Term Two - An Individual Learning Plan (ILP) in action
Term two began with the goal to increase Emma’s social comfort through reading. I believed this to be the key to helping Emma overcome her fears.  I wrote an ILP, shared it with her parents and we got to work

One morning a week during term two, Emma and her mother would come to the classroom before school started for the day and we worked through the following steps:

Week 1 – Emma read to her mother at home and it was recorded on video. I listened to the recording outside the classroom, thanking Emma for letting me hear her voice on my return to the classroom.

Week 2 – Again I listened to a recording of Emma reading but this time just outside the classroom.

Week 3 – I listened to this week’s video in the classroom but facing away from Emma.

Week 4 – Emma read to her mother inside an empty classroom.

Week 5 – Emma read to her mother inside the classroom whilst I was sat in my adjoining office with the door closed.

Week 6 – Emma read to her mother as I sat in my office with my back to Emma with the door open.

Week 7 – Emma read to her mother in the classroom. I was present but busy doing ‘things’.

Week 8 – I sat at the end of a table, looking at student workbooks, as Emma read to her mother.

Week 9 – I sat next to Emma and her mother as Emma read.

Final week of term – Emma read to me in the classroom and her mother left when Emma was halfway through the story.

Each week, I would thank Emma for letting me hear her voice and she added a sticker to her chart. This was a simple chart we had created together whereby after collecting ten stickers for communication attempts, Emma was able to choose a ‘reward’ from a stationery prize box.

Emma had begun to mouth words like ‘good morning’, ‘yes’, ‘no’ and ‘thank you’. Any attempts at communication were quietly acknowledged and without fuss. Emma was incredibly proud to privately share with me a video of a puppet show she had performed and recorded at home. I could feel her little body relaxing in 1:1 interactions, and I knew she was feeling more comfortable.

Term Three – Great progress
One strategy from Emma’s ILP was to organise some playdates in different environments with trusted friends. Early in term three, Emma spoke to one of her closest friends on a playdate at the park. They played a game of ‘shops’ and she chatted away all afternoon. Not long afterwards, Emma started speaking to friends in the playground. She began reading to me quietly during guided reading. Emma would put up her hand to answer ‘yes’ or ‘no’ to questions and she shared her ideas in small groups with trusted friends (in a little nook out of the main classroom). Her father joined our parent helpers reading in the mornings and Emma read to him in the classroom.

Rows of the dataset:
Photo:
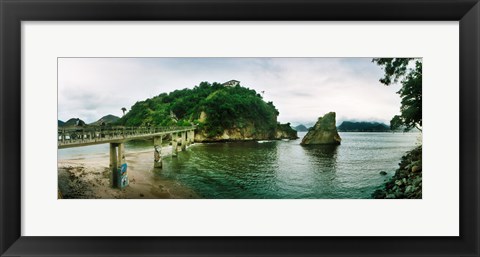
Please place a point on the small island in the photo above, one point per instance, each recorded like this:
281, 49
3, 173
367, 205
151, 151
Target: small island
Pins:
324, 132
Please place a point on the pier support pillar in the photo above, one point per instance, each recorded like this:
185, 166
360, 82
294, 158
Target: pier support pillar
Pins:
192, 136
184, 141
174, 144
157, 144
118, 165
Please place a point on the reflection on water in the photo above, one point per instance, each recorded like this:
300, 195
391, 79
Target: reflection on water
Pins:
284, 169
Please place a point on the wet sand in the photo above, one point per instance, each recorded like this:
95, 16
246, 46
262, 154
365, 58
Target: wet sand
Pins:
90, 178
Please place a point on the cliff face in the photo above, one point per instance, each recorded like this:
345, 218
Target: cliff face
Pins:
249, 132
324, 132
284, 131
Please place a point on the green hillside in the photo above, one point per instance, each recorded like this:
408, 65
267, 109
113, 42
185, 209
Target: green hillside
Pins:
215, 108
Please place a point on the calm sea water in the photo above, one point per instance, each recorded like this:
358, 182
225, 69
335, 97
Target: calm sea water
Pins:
281, 169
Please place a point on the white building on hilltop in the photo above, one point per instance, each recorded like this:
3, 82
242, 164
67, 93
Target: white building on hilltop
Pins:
231, 83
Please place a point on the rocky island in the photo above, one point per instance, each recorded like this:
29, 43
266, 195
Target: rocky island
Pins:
222, 112
324, 132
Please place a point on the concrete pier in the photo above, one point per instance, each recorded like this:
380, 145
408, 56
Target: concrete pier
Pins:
117, 136
118, 165
184, 141
157, 155
174, 145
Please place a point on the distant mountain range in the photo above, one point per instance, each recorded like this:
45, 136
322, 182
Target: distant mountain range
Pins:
107, 119
351, 126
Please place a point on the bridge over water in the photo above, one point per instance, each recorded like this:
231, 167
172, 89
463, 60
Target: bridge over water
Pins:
116, 136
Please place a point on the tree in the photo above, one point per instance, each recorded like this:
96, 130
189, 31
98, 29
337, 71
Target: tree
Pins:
407, 71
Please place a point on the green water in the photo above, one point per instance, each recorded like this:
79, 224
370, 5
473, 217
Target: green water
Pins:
283, 169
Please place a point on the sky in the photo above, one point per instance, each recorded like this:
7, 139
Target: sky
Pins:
302, 89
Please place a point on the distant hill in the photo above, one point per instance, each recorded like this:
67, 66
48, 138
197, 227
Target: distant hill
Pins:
351, 126
73, 122
107, 119
301, 128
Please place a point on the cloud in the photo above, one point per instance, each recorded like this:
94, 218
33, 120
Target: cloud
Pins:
302, 89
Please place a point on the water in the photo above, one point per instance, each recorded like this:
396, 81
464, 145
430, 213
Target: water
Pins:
281, 169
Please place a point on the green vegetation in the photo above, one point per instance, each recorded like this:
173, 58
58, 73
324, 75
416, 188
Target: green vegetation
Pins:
301, 128
409, 72
213, 107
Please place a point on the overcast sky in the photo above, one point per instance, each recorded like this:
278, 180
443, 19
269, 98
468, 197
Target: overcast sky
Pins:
302, 89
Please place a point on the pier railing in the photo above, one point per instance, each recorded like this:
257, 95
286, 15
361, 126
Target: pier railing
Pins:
79, 136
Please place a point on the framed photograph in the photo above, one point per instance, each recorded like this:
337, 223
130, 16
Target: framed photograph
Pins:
293, 128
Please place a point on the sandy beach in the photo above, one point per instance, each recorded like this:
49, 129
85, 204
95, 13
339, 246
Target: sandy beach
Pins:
89, 177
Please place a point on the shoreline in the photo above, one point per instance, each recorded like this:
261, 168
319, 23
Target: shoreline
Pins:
90, 178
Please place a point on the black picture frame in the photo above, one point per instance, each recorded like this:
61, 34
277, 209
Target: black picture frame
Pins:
13, 12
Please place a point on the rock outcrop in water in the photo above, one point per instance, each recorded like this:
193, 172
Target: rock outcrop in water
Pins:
324, 132
407, 181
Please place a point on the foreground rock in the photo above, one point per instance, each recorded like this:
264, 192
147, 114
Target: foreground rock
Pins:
407, 181
324, 132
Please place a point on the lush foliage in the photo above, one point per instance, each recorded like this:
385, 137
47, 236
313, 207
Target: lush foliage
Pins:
407, 71
223, 107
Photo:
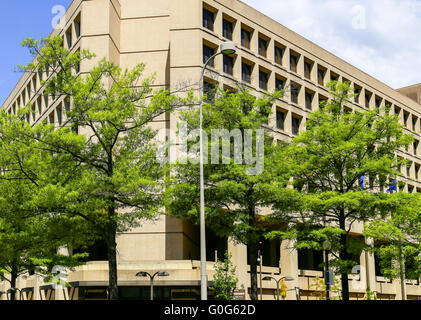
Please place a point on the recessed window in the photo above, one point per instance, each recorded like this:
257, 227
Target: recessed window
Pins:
280, 83
245, 38
309, 100
378, 102
280, 119
51, 118
309, 259
246, 70
321, 73
293, 61
368, 96
208, 19
279, 53
28, 90
59, 112
77, 26
414, 123
295, 124
207, 53
357, 93
405, 118
408, 169
69, 37
227, 29
334, 76
263, 80
39, 105
322, 101
295, 91
263, 46
308, 67
416, 144
34, 83
228, 64
209, 90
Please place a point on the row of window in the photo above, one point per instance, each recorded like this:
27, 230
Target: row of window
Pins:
312, 71
34, 84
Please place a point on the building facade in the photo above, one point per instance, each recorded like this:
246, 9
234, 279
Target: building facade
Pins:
173, 37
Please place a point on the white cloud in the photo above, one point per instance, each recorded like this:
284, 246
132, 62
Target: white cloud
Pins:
380, 37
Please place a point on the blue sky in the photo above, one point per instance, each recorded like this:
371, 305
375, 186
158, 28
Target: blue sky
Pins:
381, 37
20, 19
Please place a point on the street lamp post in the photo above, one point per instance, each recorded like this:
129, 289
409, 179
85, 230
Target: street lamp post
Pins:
287, 278
326, 248
225, 48
13, 291
147, 274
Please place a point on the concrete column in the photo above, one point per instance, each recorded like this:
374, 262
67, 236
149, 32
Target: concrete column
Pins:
239, 259
369, 265
289, 266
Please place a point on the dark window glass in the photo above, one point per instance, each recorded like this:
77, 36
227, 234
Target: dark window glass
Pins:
227, 29
280, 119
207, 53
310, 260
269, 250
293, 63
263, 80
279, 84
279, 52
246, 72
309, 100
295, 90
295, 125
245, 38
307, 70
320, 76
208, 19
228, 64
263, 47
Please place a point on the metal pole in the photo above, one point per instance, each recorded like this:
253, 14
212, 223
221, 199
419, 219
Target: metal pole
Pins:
402, 273
151, 288
260, 272
203, 273
327, 275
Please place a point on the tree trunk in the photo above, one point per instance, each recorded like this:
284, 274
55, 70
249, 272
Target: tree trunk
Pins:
253, 270
13, 277
343, 255
112, 266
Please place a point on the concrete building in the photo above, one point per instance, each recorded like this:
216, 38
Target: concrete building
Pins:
172, 37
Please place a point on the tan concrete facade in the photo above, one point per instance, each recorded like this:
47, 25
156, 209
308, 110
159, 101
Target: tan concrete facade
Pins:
168, 36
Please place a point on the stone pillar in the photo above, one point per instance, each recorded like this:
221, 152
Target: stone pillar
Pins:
239, 259
370, 270
289, 266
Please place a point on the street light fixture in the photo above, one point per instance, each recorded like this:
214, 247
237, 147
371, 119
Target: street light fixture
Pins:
287, 278
147, 274
225, 48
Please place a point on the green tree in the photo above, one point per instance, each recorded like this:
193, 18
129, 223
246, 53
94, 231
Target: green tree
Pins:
399, 233
224, 280
29, 238
108, 174
234, 193
327, 162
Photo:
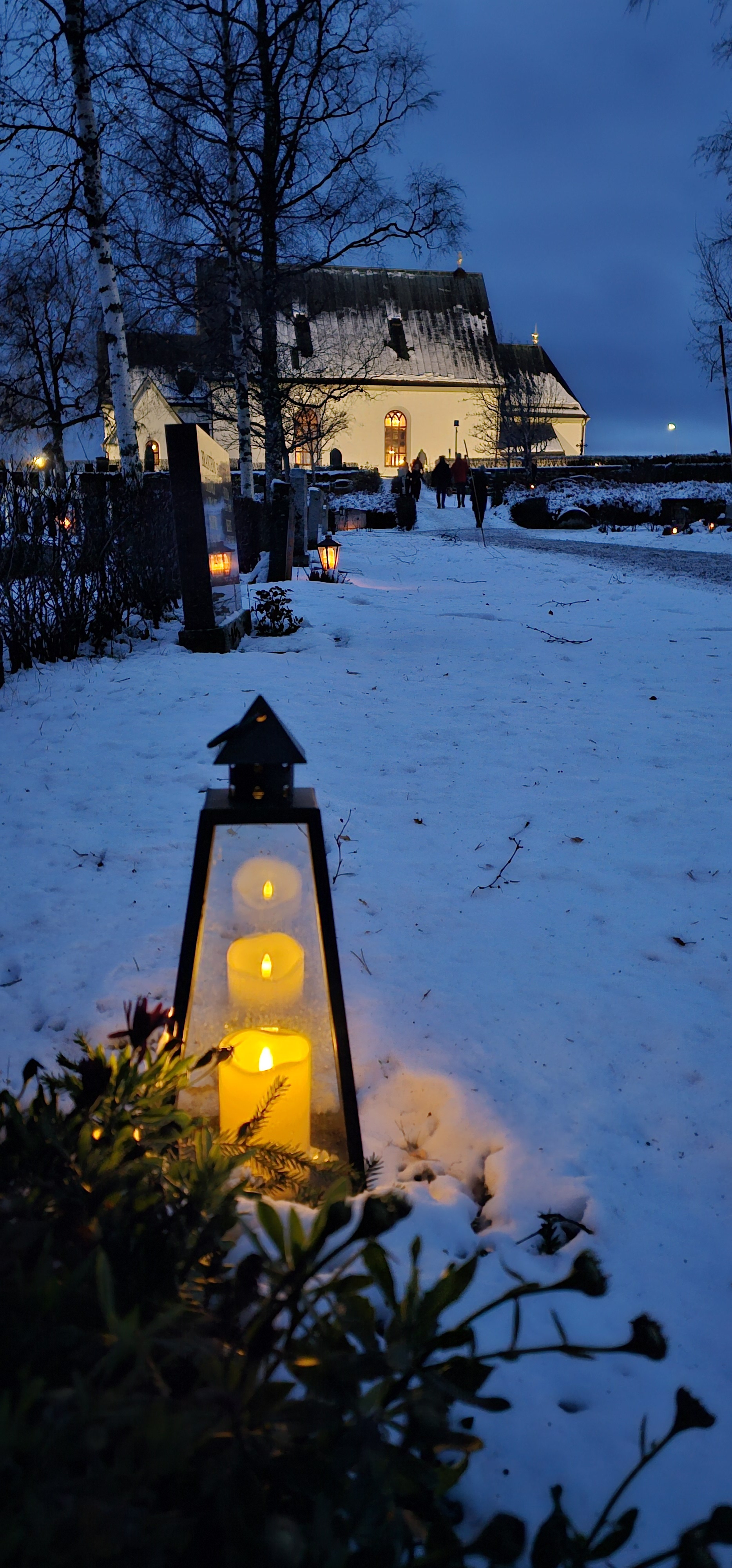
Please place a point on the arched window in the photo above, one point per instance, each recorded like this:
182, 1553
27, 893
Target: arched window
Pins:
394, 440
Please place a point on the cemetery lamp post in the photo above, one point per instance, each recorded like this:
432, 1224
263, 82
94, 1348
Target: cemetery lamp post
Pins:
259, 978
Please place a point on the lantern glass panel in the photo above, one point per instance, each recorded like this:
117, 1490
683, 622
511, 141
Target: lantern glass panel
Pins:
259, 989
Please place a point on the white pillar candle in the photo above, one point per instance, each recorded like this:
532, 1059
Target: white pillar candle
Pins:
267, 888
259, 1056
266, 971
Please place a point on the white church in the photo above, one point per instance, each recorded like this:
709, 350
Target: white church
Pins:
385, 365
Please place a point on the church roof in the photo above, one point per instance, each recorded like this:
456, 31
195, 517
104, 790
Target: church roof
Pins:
393, 325
532, 360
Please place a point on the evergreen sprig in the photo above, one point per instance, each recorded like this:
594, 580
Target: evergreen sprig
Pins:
291, 1406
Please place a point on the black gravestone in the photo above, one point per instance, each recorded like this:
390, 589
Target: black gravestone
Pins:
203, 507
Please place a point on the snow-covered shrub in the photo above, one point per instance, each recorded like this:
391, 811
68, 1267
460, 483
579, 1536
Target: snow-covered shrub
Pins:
274, 614
192, 1381
78, 557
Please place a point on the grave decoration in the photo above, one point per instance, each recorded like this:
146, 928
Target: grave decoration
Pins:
259, 1000
328, 556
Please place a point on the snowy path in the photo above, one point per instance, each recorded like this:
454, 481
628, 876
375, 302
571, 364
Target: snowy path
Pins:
573, 1025
712, 567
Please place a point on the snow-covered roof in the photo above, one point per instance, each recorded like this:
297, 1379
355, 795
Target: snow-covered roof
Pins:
396, 325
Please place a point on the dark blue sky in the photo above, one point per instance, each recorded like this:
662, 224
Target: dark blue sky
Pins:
573, 128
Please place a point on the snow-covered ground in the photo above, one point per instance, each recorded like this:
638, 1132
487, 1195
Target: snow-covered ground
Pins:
567, 1033
642, 496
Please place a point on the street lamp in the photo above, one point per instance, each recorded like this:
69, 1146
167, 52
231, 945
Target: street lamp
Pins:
259, 978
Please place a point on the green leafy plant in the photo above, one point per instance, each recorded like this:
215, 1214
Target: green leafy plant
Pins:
186, 1379
275, 615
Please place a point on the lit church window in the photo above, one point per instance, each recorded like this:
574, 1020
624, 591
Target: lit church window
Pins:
394, 440
306, 452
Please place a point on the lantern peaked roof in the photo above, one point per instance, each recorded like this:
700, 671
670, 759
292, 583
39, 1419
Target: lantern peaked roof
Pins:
259, 738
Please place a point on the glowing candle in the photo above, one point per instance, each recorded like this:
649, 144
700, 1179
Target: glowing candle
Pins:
266, 970
259, 1056
264, 885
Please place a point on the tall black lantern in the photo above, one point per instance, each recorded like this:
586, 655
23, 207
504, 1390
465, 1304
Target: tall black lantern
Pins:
259, 973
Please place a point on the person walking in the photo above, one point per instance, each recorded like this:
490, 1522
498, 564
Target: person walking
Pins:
479, 495
441, 482
462, 474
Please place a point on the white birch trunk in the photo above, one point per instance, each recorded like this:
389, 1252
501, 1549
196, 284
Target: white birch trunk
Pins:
236, 307
100, 238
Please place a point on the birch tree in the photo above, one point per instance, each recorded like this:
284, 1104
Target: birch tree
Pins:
263, 136
189, 95
48, 346
53, 143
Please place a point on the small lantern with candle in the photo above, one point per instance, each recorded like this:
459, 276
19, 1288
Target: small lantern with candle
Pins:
259, 979
328, 553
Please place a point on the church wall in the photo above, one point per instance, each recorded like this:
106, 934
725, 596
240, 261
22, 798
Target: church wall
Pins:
570, 435
430, 424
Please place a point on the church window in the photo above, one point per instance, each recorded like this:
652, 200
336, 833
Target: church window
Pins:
394, 440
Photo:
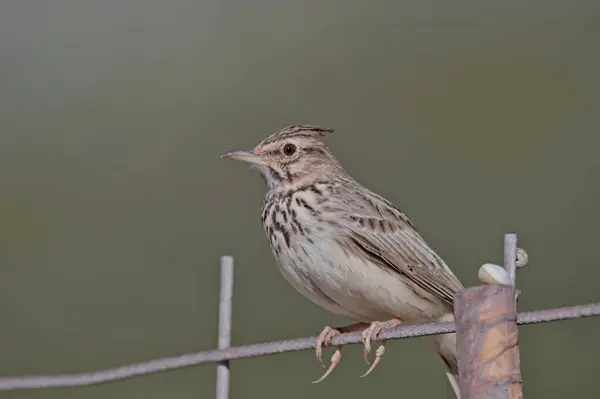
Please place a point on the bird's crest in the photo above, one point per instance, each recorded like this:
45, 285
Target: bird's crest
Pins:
297, 131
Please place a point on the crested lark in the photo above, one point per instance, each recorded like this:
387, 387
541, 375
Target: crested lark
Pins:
346, 248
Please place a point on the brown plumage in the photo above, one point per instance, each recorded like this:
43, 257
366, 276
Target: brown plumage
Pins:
346, 248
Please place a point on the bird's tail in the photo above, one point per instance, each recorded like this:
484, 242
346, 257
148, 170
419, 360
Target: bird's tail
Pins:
446, 347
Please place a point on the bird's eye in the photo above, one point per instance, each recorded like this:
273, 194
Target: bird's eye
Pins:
289, 149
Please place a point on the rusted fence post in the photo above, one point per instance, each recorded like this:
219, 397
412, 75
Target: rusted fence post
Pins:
487, 337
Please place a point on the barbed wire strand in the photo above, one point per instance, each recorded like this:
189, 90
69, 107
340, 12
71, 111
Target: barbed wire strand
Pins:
268, 348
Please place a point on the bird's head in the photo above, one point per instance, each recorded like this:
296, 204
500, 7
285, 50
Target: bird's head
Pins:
291, 156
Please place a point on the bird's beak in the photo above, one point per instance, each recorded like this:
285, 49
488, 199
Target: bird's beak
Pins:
245, 155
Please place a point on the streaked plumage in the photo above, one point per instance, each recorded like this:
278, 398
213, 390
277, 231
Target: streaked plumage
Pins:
344, 247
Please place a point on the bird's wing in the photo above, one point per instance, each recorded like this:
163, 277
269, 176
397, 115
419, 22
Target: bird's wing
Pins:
382, 232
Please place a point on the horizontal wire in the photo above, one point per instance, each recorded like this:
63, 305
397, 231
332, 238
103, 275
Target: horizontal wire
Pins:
269, 348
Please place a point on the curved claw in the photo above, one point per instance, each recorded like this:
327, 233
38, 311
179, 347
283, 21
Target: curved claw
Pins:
378, 356
371, 334
324, 339
335, 359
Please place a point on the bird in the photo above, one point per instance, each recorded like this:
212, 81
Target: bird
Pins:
346, 248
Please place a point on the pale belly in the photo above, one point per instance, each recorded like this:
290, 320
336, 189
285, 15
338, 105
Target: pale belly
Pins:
352, 286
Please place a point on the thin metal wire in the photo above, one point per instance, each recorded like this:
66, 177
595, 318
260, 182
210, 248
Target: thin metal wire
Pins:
510, 257
225, 311
268, 348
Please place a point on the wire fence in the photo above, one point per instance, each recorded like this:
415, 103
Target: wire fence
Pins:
225, 353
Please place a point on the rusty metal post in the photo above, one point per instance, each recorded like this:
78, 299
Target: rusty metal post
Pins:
487, 338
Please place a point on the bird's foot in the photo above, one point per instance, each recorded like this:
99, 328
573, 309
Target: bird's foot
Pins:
325, 338
370, 334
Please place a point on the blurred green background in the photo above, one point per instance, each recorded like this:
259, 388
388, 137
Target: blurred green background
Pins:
475, 118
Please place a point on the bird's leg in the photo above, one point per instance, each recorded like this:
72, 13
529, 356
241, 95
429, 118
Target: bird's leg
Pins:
371, 334
324, 339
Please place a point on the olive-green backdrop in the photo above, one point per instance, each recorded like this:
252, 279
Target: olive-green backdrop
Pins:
475, 118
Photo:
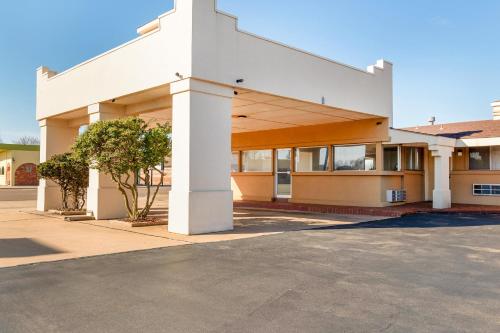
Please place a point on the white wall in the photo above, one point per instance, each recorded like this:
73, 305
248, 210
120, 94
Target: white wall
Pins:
194, 40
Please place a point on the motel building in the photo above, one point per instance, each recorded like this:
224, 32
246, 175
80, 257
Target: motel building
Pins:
18, 164
257, 120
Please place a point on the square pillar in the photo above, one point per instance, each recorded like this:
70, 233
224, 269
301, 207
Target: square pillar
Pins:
201, 199
441, 196
56, 137
104, 199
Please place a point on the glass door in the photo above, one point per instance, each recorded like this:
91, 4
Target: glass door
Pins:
283, 173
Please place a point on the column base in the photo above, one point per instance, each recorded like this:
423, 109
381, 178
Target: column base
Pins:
441, 199
193, 213
48, 197
106, 203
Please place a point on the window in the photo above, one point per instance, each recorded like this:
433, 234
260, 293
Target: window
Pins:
235, 161
495, 158
311, 159
361, 157
414, 158
257, 161
479, 158
391, 158
486, 189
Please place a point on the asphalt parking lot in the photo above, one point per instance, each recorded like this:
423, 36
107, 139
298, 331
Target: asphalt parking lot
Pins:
422, 273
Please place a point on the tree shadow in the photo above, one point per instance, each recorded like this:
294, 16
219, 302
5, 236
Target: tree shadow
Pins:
24, 247
426, 220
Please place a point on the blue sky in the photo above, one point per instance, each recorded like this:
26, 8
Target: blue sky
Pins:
446, 53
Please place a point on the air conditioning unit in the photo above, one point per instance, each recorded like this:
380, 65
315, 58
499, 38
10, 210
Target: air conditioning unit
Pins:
396, 195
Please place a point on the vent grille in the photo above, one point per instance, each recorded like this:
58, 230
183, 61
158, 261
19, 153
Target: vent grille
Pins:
396, 195
486, 189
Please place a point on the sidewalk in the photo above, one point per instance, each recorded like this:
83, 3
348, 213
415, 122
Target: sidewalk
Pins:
394, 211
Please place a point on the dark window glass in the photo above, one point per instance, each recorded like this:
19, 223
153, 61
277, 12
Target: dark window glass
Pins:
391, 158
362, 157
414, 158
479, 158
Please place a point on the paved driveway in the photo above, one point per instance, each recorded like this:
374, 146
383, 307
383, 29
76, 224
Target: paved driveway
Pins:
17, 193
424, 273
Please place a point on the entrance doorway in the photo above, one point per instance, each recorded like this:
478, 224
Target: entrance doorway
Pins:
283, 181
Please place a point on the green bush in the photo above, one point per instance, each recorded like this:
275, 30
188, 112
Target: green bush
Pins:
71, 174
122, 148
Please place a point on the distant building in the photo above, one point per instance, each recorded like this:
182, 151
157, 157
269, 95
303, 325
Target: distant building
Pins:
18, 164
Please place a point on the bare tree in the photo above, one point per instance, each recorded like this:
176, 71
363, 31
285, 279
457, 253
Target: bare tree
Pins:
28, 140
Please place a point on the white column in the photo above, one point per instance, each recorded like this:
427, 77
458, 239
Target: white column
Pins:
201, 200
56, 137
441, 196
104, 199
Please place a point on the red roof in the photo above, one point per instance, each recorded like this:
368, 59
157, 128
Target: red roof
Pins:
463, 130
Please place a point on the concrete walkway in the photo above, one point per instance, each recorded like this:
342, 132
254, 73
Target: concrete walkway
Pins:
28, 237
418, 274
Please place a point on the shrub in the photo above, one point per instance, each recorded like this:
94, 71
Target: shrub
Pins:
71, 174
122, 148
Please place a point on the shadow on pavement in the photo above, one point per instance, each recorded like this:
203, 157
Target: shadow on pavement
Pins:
427, 220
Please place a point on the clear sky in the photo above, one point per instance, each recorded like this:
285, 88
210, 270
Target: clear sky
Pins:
446, 53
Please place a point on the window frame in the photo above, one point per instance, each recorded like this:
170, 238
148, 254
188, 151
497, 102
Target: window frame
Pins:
422, 162
242, 160
296, 155
490, 166
238, 168
400, 157
364, 160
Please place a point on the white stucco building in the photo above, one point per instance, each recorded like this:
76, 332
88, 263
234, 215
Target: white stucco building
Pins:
229, 94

# [Stated exercise]
Translate this sentence from the page excerpt into Spanish: "Not long afterwards, Emma started speaking to friends in the playground." The data are separate material and stand apart from the page excerpt.

# [Result of the exercise]
Poco después, Emma empezó a hablar con sus amigos en el patio de recreo.